Ausgangstext:
┄┄┄┄┄┄┄┄┄┄

Delegation von Entscheidungsbefugnissen auf den Verwalter

BGH, Urt. v. 11.6.2021 – V ZR 215/20

I. Der Fall

Die Eigentümer einer in Wohnungseigentum aufgeteilten Liegenschaft streiten um die Gültigkeit von Beschlüssen. Die Eigentümerversammlung vom 21.2.2019 bevollmächtigte zwei Miteigentümer zur Unterzeichnung des Verwaltervertrages. Dieser enthielt eine Regelung, wonach der Verwalter Erhaltungsmaßnahmen bis zu einem Auftragswert von 4.000 EUR im Einzelfall, begrenzt auf ein jährliches Gesamtvolumen von 8.000 EUR ohne Beschluss der Eigentümerversammlung in Auftrag geben durfte. Für größere Erhaltungsmaßnahmen durfte er sachkundige Dritte (Architekten, Ingenieure, Gutachter) bis zu einem Auftragswert von 3.000 EUR im Einzelfall, begrenzt auf ein Gesamtvolumen von 6.000 EUR ohne Beschluss der Eigentümerversammlung in Auftrag geben. Schließlich sollte er für jede weitere Eigentümerversammlung über die ordentliche Jahresversammlung hinaus 700 EUR erhalten. Diesen Beschluss focht eine Miteigentümerin an. Ihre Klage blieb in den Tatsacheninstanzen ohne Erfolg. Hiergegen richtet sich die vom Berufungsgericht zugelassene Revision.

┄┄┄┄┄┄┄┄┄┄

Was zu tun ist:
Bis zu welchem Auftragswert im Einzelfall durfte der Verwalter laut Ausgangstext Erhaltungsmaßnahmen ohne Beschluss der Eigentümerversammlung vergeben?

┄┄┄┄┄┄┄┄┄┄

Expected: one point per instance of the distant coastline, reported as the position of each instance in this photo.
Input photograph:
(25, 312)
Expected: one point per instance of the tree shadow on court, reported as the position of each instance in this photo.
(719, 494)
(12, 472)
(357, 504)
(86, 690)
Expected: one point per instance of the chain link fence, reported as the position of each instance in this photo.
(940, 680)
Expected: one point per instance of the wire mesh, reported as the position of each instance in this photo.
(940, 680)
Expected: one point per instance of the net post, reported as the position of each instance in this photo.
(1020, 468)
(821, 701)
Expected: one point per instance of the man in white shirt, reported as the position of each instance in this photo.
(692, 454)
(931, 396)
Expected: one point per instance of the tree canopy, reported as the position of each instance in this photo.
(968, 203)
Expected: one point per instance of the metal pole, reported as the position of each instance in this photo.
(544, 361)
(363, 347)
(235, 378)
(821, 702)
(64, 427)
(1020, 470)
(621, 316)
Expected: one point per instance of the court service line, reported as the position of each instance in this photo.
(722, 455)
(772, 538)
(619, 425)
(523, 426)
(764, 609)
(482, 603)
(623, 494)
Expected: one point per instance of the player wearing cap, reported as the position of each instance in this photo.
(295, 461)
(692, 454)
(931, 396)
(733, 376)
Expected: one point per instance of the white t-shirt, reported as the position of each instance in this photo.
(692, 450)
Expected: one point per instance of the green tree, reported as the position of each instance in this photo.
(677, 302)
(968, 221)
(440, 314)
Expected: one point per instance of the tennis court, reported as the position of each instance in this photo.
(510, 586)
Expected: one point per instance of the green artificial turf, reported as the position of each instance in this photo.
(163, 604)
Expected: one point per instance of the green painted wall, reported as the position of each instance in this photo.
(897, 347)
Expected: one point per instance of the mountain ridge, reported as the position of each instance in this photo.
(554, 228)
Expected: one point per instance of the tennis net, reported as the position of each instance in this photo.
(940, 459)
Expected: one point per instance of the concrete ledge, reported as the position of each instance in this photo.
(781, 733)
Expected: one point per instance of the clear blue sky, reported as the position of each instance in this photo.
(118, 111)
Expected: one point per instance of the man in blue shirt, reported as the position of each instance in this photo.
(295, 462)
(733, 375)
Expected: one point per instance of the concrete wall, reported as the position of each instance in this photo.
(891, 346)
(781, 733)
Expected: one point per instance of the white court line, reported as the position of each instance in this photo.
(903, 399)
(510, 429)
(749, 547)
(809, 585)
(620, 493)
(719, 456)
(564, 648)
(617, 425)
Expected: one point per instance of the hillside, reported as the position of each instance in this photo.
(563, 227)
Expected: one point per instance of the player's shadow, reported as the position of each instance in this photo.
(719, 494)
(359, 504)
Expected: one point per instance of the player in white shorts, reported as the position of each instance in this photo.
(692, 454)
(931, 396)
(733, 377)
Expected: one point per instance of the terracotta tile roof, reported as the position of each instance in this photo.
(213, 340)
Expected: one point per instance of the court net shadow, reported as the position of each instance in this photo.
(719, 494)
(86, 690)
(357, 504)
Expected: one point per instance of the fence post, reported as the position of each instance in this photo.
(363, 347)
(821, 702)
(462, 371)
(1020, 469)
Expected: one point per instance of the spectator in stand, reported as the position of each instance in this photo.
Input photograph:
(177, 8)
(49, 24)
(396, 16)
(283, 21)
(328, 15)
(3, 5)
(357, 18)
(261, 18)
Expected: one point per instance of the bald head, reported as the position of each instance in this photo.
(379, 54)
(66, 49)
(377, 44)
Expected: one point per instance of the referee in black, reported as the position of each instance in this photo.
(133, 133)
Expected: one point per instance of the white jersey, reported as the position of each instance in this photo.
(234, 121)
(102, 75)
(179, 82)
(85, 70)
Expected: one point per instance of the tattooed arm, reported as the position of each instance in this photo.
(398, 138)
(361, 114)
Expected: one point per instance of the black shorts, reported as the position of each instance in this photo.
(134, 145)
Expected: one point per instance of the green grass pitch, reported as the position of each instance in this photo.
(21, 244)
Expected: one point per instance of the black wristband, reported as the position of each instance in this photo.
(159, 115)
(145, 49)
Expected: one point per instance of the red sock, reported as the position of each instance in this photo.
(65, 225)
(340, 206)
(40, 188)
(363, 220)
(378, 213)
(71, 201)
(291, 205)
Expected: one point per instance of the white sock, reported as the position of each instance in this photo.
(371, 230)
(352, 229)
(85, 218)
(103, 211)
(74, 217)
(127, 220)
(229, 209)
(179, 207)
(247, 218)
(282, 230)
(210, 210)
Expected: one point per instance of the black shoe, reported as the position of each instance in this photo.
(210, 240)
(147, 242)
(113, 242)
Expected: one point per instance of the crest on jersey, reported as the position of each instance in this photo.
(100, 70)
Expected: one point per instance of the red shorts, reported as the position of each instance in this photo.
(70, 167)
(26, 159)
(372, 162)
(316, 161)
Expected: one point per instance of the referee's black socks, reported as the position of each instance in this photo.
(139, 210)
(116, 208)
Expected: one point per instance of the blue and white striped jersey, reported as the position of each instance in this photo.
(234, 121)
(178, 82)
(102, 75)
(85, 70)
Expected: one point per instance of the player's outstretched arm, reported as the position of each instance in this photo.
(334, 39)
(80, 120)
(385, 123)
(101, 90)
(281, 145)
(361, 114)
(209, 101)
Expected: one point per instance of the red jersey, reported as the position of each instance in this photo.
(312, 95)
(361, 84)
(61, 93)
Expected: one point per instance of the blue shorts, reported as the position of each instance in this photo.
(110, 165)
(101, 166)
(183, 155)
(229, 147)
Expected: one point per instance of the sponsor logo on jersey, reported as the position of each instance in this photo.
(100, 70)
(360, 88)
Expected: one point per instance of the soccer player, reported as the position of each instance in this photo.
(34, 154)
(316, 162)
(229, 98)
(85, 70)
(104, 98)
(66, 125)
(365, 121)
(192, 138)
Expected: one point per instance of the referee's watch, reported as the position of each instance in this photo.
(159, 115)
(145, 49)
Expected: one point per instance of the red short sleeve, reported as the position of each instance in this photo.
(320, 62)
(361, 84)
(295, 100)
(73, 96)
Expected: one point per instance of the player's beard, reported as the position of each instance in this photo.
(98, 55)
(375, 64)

┄┄┄┄┄┄┄┄┄┄

Ergebnis:
Bis zu 4.000 EUR im Einzelfall.